### ASSIGNMENT
Reproduce each entry below exactly as it appears.

### INPUT RECORDS
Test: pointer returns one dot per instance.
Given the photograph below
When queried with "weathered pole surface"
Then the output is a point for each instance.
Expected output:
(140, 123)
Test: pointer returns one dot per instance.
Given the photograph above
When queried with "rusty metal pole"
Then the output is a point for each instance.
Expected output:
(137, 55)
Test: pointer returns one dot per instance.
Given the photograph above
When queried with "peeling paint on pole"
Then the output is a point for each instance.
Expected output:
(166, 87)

### EXERCISE ANSWER
Test: pointer returns one dot per instance.
Given the photograph below
When queried with "weathered pole surface"
Then the output is a point for each instance.
Expected output:
(140, 123)
Test: pointer returns one dot per instance.
Given the photograph above
When queried with "rusty metal pole"
Then the output is a point for each instance.
Expected output:
(137, 55)
Test: pointer returns one dot per instance.
Given the photograph above
When queried with "peeling paint on pole"
Then the output is a point for each instance.
Expected output:
(166, 87)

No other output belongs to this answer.